(Beginning of GIVEN ENTRIES)
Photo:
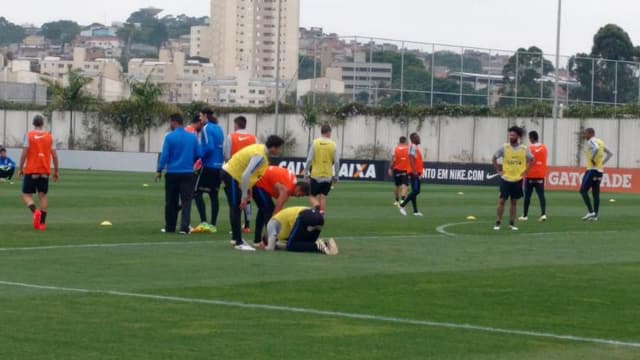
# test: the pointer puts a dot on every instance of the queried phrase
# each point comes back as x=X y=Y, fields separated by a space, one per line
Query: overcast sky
x=497 y=24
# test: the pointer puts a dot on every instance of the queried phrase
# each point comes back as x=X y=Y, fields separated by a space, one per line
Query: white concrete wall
x=445 y=139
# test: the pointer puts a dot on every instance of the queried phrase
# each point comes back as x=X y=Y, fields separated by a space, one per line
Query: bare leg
x=500 y=211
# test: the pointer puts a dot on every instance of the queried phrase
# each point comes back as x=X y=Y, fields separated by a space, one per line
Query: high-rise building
x=244 y=36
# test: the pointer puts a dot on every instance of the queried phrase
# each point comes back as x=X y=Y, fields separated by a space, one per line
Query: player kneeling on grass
x=298 y=229
x=516 y=162
x=279 y=184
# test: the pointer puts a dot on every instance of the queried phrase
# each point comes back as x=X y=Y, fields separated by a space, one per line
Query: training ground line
x=334 y=314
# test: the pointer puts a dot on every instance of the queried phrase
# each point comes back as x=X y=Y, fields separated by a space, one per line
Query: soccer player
x=179 y=152
x=300 y=228
x=210 y=176
x=536 y=177
x=35 y=168
x=7 y=166
x=280 y=184
x=322 y=167
x=416 y=168
x=399 y=168
x=233 y=143
x=597 y=157
x=516 y=161
x=240 y=174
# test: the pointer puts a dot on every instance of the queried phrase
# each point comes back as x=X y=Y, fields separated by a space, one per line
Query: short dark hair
x=274 y=141
x=304 y=188
x=38 y=121
x=241 y=121
x=177 y=118
x=518 y=130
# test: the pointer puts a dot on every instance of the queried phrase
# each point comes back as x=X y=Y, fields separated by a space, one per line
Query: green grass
x=562 y=277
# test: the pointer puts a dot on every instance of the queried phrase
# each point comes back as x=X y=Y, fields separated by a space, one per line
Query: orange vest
x=401 y=158
x=240 y=141
x=539 y=168
x=39 y=154
x=277 y=175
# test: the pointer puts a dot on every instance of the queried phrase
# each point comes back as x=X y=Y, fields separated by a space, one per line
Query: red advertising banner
x=614 y=181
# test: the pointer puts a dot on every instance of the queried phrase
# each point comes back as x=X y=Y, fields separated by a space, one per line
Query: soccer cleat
x=37 y=215
x=332 y=248
x=244 y=247
x=403 y=211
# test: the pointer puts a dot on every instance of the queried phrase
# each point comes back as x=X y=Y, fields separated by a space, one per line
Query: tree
x=73 y=97
x=523 y=76
x=10 y=33
x=121 y=115
x=149 y=110
x=610 y=44
x=60 y=32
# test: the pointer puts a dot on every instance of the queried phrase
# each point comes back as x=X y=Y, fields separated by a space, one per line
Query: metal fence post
x=402 y=74
x=433 y=69
x=461 y=74
x=517 y=75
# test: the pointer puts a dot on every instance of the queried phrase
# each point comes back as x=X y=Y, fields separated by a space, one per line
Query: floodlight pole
x=556 y=87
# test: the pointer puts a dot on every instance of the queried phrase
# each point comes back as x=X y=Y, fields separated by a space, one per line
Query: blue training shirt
x=179 y=152
x=212 y=143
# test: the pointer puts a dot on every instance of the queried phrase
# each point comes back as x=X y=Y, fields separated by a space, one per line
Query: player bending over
x=279 y=184
x=597 y=157
x=35 y=167
x=516 y=161
x=536 y=177
x=399 y=170
x=298 y=229
x=240 y=174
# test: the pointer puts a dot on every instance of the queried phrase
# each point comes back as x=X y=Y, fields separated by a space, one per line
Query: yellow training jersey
x=239 y=162
x=287 y=219
x=596 y=146
x=514 y=162
x=324 y=155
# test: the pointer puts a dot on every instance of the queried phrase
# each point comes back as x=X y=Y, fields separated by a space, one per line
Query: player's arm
x=499 y=154
x=336 y=166
x=283 y=197
x=254 y=164
x=162 y=162
x=226 y=148
x=307 y=166
x=56 y=165
x=273 y=229
x=607 y=155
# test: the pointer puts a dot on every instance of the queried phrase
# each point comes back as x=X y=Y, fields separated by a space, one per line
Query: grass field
x=399 y=289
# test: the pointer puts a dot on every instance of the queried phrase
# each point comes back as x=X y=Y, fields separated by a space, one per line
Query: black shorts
x=320 y=188
x=209 y=180
x=401 y=177
x=511 y=190
x=35 y=183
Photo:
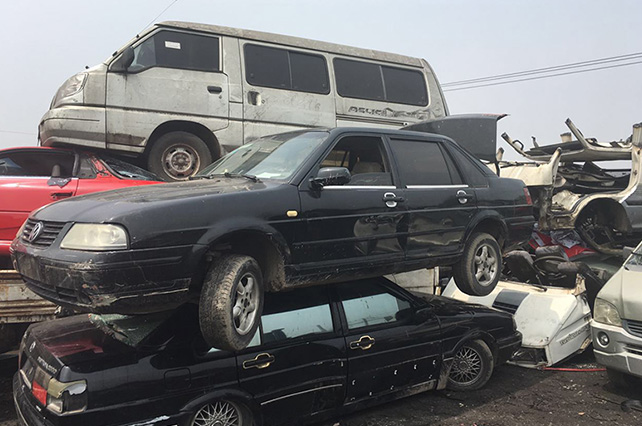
(End of GIVEN ENTRIES)
## PROBLEM TO SOLVE
What is needed is a word-for-word copy of the data, minus its pictures.

## COMPLETED EXERCISE
Photo:
# test: the pointer puts a dot on every instance of the queried phrase
# each point comes back as x=X y=Y, fields separated by a space, one per line
Query: overcast sky
x=497 y=24
# test: the pointer puts a dot on every instance of the queried phrase
# each point comes back as x=X y=Y, fields separated by a space, one per line
Query: white concrete wall
x=445 y=139
# test: the pointer puts a dot on every instance of the queried phrase
# each point comes back as x=X y=Y, fields separated by a space, one per line
Query: bare leg
x=500 y=211
# test: the pointer puts a dot on every instance of the queried phrase
# each point comes back as x=X y=Y, fields separated by a space, one per line
Query: high-rise building
x=244 y=36
# test: the pointer puts a dot on every instance of the queried phrase
# each point comes back as x=X y=Y, fields separated by a space, one per line
Query: player kneeling on grass
x=298 y=229
x=516 y=162
x=279 y=184
# test: the pointer puts a dot on every instance of the queried phrase
# each point comes back as x=X y=Y, fields separated by a space, one per line
Query: training ground line
x=334 y=314
# test: the pointer puts a dot on every instance of the queried phrase
# each point comes back as x=X y=Y, fields separated by a space, one per line
Query: soccer player
x=179 y=152
x=300 y=228
x=210 y=176
x=536 y=177
x=35 y=168
x=7 y=166
x=280 y=184
x=322 y=167
x=416 y=168
x=399 y=168
x=233 y=143
x=597 y=157
x=516 y=161
x=240 y=174
# test: the pointer puts a dot on every instance of the queried phrase
# each point comes back as x=X y=Y, fields separated by a space, one per line
Query: short dark hair
x=274 y=141
x=304 y=188
x=38 y=121
x=241 y=121
x=177 y=118
x=518 y=130
# test: the pointer puts a dot on every instance of the queried phrase
# each point comes back as x=X y=Y, fields separated by a space, one per line
Query: green grass
x=562 y=277
# test: the pointer puts a dot on every instance of the queried phrase
# each point comes back as x=X y=Y, fields separated by a space, one per line
Query: orange vest
x=401 y=158
x=240 y=141
x=539 y=168
x=39 y=154
x=277 y=175
# test: the pointer puts a dot on every instance of the queried phrase
# each point comes back as x=X y=Y, fields separated by a space, one per line
Query: red advertising banner
x=614 y=181
# test: the pointer puts a dot on every instance of the queried phrase
# each point comes back as x=X y=Y, fields separated by a space, one per line
Query: soccer cleat
x=37 y=215
x=332 y=248
x=244 y=247
x=403 y=211
# test: the pointer puts a dot on every instance of the queried phrase
# each point comes back as x=X y=Y, fields separated by a space, one per line
Query: tree
x=73 y=97
x=523 y=76
x=10 y=33
x=121 y=115
x=149 y=110
x=610 y=44
x=60 y=32
# test: the pointer puts a dot on every instance of the queried phrase
# each point comes back as x=X y=Y, fields separated by a space, one per line
Query: metal fence post
x=402 y=74
x=433 y=69
x=461 y=74
x=517 y=75
# test: the pointer puts a dot on every instance of the queried phrase
# each point comes back as x=X y=Y, fields separated by a space, one per line
Query: floodlight pole
x=556 y=87
# test: the pointer puts a dot on every instance of the queried phrase
# each point comes back as x=X y=Y, fields separated by a space, one per line
Query: blue training shirt
x=179 y=152
x=212 y=143
# test: the pointer puts a dot on every instance of the queried phrase
# each point comes back as x=X y=Y, fields separated by a space, one per line
Query: player bending over
x=279 y=184
x=597 y=157
x=35 y=167
x=516 y=161
x=536 y=177
x=399 y=170
x=298 y=229
x=240 y=174
# test: the pointer puts a dot on every instance of the queried phrase
# each point comes back as x=X y=Y, fields separated by a space, one per line
Query: yellow training jersey
x=239 y=162
x=287 y=219
x=596 y=146
x=514 y=162
x=324 y=155
# test: the pointer puts a dot on every instance of the queried phrase
# each point comes back as x=X y=Y, fields separated by a space, one per line
Query: player's arm
x=499 y=154
x=336 y=166
x=283 y=197
x=254 y=164
x=162 y=162
x=226 y=148
x=307 y=166
x=56 y=165
x=273 y=229
x=607 y=155
# test: the pointer puts a dot on every instance of the queried phrase
# each point comes back as x=X y=Y, fields separated by a space, one per line
Query: grass field
x=399 y=289
# test: the pointer puts a dot on every instance of the queried phrase
# each point comes back as x=X y=Y, fields separated by a space, one per line
Query: black shorts
x=320 y=188
x=209 y=180
x=401 y=177
x=511 y=190
x=35 y=183
Photo:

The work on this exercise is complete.